Проверьте по тексту о русских добровольцах ниже, верны ли три утверждения. На каждое ответьте «да» или «нет» и точно процитируйте слова текста, которые это решают.
(a) Владимир Бабушкин вернулся к своим окопам раненым.
(b) Сербы наградили Жирика спальным мешком.
(c) Ответная акция мусульман закончилась безрезультатно.

(СТРАНИЦА)
-.-.-

Через десяток дней в соседнем районе, на Поломе, русские отомстили за смерть своего командира. Русский доброволец, уже упоминавшийся Владимир Бабушкин, по прозвищу «Жириновский», пройдя нейтральную полосу, снял ножом часового и подойдя к бункеру, собрался бросить в обедающих бойцов гранату. Но в тишине мусульмане услышали посторонний звук и обернулись на щелчок чеки. Тогда он с криком бросил гранату и выпустил очередь в обедавшую группу. После чего схватил пулемет противника и побежал по нейтралке, назад, к своим окопам. Огонь с соседних бункеров косил огненными ножницами ельник над ним, а он, уже бросив трофей, полубежал-полукатился вниз по склону, не надеясь выжить. Но вернулся невредимым.



Сербы, получив какие-то разведданные, наградили Жирика очень хорошим спальным мешком. (Правильно, со своим спальником в чужие горы не ездят). Рассказу Жириновского русские не очень верили, но осенью был захвачен в тех же краях журнал боевых действий одной из мусульманских частей, в котором за июнь месяц было записано, что в шестой бункер никто не идет, так как туда приполз русский и застрелил троих, а одного заколол ножом. Мусульмане провели ответную акцию, но она прошла безрезультатно. Подойдя скрытно по нейтральной полосе, они обстреляли русский положай, но те быстро очухались, и не впадая в панику, достойно ответили. Бункер (тот самый, «Форт-Рос») стоял как утес.

Вскоре произошел инцидент с русским батальоном. Один из бойцов русбата сильно оскорбил вдову Шкрабова. Добровольцы избили его, но захотели также, чтобы он заплатил ей за оскорбление. Во время посещения расположения ООНовцев их под дулами автоматов разоружили и также избили. Тогда добровольцы выставили ультиматум: или десантник уедет, или русбат засыплют минами. Минометы, мол, уже наведены. «Голубые каски» пошли на попятную. Они не знали, что на все минометы была пара мин, а ведь лишь для пристрелки их понадобилось бы пара ящиков. Крендель был, конечно, серьезным минометчиком, но в данном случае наших десантников «взяли на понт». Как следствие, резко на убыль пошли совместные пьянки русских ООНовцев и добровольцев. Впрочем, какие-то русские продолжали водить с добровольцами знакомства — возможно, они должны были контролировать действия «наемников», точнее — отслеживать ту информацию, что крутилась в этой среде.

-.-.-

(ФРАГМЕНТЫ НАБОРА ДАННЫХ)
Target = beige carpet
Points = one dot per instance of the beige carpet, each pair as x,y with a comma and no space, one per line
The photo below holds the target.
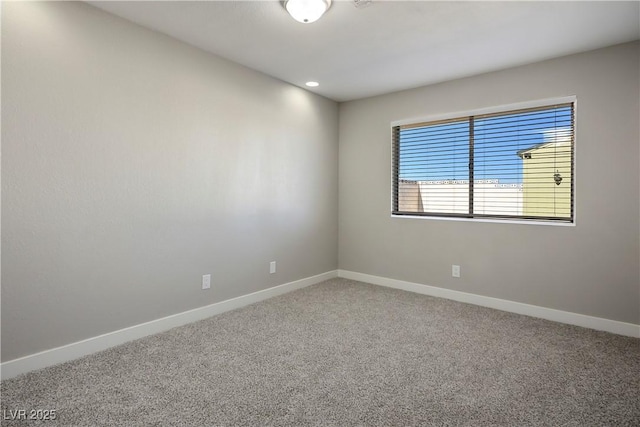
344,353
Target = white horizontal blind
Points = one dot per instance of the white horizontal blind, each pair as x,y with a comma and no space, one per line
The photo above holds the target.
514,164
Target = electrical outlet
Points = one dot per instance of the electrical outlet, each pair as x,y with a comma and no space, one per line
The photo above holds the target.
455,270
206,281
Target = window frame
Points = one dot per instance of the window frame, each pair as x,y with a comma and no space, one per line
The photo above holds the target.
505,108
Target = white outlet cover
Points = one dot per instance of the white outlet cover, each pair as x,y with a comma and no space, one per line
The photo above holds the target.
455,270
206,281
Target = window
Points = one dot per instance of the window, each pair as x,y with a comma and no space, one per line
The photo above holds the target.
514,164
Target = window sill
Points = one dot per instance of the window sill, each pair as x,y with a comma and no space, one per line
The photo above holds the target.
492,220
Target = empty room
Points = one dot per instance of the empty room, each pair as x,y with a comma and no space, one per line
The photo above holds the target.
316,212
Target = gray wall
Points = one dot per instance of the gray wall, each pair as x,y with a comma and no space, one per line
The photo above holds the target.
133,164
592,268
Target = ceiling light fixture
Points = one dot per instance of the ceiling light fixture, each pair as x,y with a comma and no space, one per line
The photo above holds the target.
307,11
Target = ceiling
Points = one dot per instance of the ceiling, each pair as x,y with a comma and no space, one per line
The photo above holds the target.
386,46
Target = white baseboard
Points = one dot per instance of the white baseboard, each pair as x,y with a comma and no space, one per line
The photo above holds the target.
88,346
598,323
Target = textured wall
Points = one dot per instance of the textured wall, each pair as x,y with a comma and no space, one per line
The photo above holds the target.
592,268
133,164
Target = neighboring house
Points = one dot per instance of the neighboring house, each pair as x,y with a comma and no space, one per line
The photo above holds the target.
547,174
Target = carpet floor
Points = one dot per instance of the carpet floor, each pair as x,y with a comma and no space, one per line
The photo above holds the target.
345,353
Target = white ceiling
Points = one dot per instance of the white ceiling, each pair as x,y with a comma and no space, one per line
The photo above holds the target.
388,45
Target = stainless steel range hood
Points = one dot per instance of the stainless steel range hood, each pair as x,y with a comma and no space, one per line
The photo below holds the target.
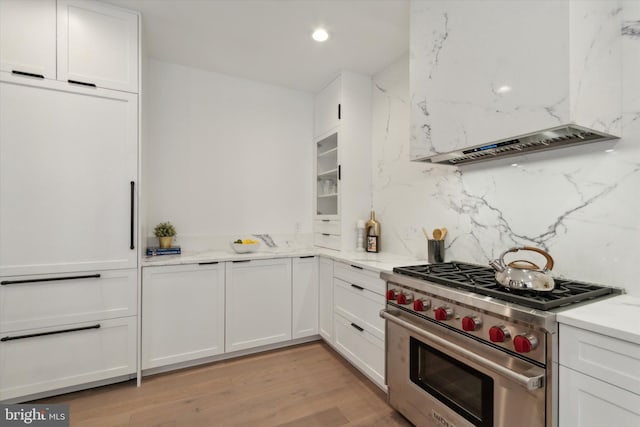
548,139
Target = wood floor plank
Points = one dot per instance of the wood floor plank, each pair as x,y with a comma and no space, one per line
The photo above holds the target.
303,386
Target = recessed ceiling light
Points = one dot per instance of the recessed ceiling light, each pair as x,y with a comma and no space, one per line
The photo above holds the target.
320,35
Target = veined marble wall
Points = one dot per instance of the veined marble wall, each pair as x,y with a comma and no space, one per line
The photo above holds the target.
581,204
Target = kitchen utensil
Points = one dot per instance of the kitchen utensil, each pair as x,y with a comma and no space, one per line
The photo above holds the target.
435,251
523,274
425,233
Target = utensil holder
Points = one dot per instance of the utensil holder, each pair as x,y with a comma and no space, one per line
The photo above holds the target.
435,251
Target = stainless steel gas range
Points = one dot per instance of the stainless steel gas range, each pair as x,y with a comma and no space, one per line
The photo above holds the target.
462,350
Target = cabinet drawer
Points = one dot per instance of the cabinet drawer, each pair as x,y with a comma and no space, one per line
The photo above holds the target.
360,306
358,276
327,227
361,348
328,241
28,302
608,359
50,362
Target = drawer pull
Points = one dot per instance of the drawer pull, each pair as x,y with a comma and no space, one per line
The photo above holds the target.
49,279
357,327
23,73
41,334
76,82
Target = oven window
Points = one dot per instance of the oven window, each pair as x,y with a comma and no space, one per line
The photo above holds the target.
460,387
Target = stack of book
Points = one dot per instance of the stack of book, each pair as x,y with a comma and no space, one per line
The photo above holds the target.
173,250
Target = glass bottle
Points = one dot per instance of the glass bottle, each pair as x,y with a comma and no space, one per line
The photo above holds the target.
372,234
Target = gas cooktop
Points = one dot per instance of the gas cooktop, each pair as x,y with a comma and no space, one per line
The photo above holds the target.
481,280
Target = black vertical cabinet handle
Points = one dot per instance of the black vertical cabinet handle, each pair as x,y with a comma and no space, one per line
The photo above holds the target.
133,190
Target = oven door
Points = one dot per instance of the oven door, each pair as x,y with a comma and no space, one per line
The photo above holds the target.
439,377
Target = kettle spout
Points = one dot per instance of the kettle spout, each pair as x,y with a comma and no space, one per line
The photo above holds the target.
497,265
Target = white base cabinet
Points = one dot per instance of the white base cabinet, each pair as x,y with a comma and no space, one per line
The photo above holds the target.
358,330
258,303
182,313
325,299
304,289
599,382
361,348
39,360
588,402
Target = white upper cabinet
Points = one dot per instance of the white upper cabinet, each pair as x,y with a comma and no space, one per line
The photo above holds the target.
68,174
97,44
27,37
81,42
328,108
342,166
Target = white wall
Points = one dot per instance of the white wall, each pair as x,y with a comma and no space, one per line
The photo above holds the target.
580,203
224,155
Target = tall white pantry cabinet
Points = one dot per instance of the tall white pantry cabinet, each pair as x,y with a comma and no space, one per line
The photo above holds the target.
69,131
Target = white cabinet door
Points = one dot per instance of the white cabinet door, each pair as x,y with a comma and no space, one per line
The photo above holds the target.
182,313
28,37
68,173
305,297
97,44
588,402
325,293
328,108
363,350
258,295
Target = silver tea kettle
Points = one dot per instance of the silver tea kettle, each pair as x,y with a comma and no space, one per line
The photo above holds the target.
523,274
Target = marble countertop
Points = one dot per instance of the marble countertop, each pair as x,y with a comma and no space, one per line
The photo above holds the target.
370,261
615,317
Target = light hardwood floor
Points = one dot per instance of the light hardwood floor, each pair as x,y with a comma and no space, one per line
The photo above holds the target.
303,386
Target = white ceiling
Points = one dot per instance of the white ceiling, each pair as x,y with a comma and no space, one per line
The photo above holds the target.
270,40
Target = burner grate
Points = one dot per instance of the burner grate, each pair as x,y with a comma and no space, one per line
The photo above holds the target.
481,279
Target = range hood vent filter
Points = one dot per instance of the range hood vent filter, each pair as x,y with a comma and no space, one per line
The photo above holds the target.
548,139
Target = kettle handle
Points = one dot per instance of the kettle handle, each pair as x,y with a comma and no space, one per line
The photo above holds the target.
545,254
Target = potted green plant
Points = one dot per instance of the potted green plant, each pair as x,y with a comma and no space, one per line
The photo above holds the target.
165,232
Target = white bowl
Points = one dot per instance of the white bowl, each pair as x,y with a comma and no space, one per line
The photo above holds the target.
245,248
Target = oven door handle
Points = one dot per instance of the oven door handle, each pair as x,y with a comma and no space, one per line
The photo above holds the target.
530,383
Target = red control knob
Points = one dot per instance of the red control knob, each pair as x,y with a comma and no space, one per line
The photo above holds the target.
391,295
498,333
524,343
419,305
471,323
443,313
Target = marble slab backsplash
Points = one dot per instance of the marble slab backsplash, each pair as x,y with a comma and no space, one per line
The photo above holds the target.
581,204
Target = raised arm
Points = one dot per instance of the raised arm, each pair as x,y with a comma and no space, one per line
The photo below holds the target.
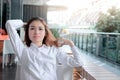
75,60
17,44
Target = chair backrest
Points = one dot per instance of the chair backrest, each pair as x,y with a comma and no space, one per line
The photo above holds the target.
64,73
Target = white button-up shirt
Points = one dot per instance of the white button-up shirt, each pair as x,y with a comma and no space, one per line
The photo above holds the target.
39,63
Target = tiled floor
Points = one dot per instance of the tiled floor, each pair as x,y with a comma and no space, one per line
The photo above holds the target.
8,73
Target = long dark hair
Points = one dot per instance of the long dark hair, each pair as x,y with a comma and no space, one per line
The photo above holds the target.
49,39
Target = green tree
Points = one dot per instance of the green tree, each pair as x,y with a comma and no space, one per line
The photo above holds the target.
109,22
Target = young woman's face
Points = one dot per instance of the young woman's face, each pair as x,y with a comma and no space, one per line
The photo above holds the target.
36,32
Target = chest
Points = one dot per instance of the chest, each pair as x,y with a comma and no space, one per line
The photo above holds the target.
38,57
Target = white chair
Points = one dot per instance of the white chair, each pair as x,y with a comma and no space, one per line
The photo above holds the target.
7,49
64,73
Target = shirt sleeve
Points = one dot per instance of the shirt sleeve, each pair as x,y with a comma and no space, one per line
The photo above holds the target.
17,44
67,60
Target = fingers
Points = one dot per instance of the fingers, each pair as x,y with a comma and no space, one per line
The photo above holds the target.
60,42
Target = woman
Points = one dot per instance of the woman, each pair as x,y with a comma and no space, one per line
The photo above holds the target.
39,53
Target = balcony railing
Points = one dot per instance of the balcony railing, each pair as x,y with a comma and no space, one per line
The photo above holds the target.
106,45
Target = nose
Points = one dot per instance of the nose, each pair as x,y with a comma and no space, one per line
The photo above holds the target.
36,31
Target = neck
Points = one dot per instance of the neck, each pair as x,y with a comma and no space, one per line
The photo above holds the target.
39,44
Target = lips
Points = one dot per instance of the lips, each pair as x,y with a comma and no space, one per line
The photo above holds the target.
36,36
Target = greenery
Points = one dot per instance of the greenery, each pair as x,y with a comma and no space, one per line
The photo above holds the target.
110,21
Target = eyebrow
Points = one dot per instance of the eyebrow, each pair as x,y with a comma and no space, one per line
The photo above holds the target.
38,26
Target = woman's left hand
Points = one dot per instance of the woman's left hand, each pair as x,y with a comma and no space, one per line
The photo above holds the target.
63,41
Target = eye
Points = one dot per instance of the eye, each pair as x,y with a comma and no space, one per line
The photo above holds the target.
32,28
40,28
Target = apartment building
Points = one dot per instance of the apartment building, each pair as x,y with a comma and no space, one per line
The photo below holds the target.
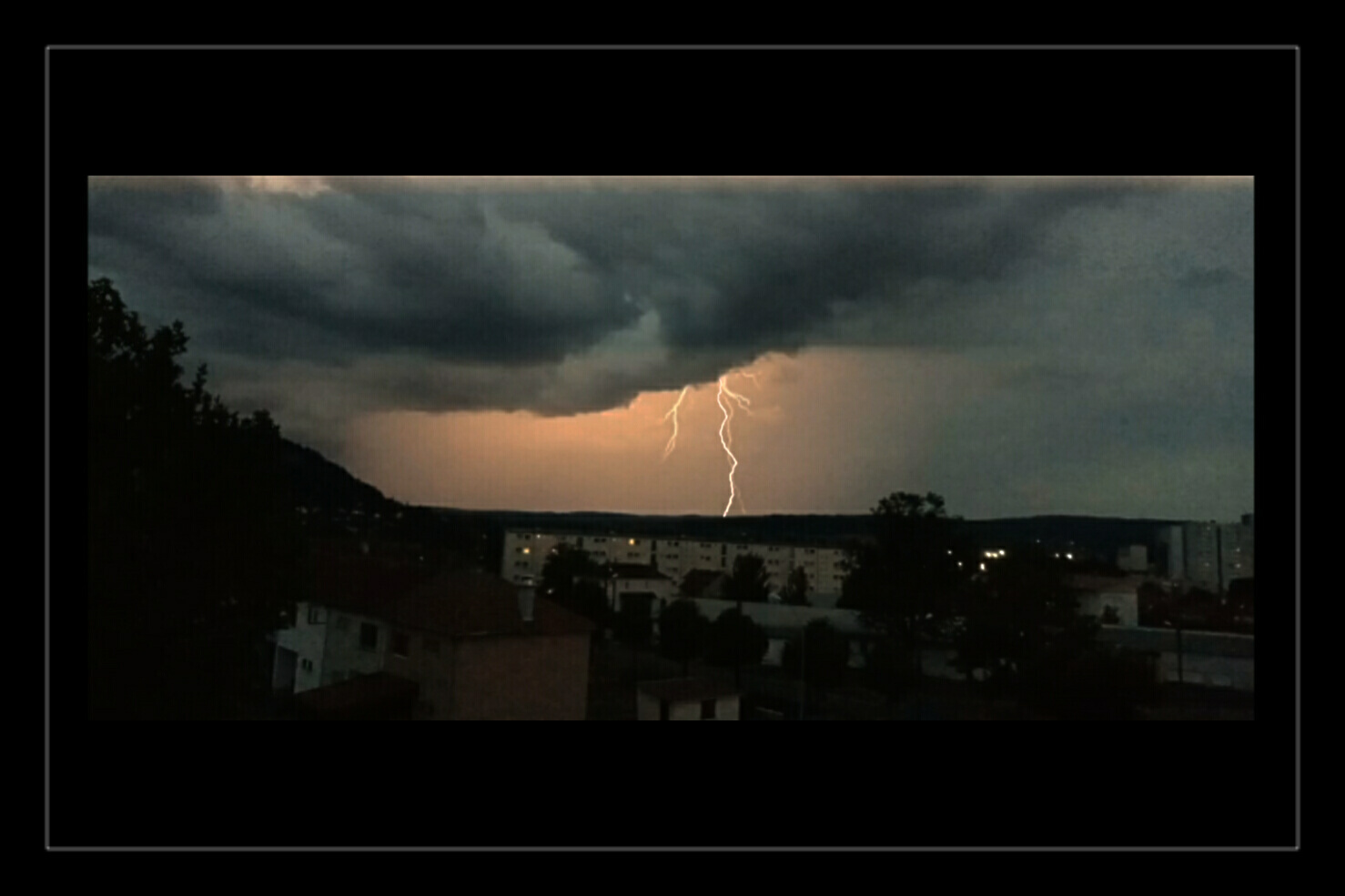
526,552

-.-.-

(ВЫПОЛНЕННОЕ ЗАДАНИЕ)
(a) Нет: «Но вернулся невредимым».
(b) Да: «Сербы, получив какие-то разведданные, наградили Жирика очень хорошим спальным мешком».
(c) Да: «Мусульмане провели ответную акцию, но она прошла безрезультатно».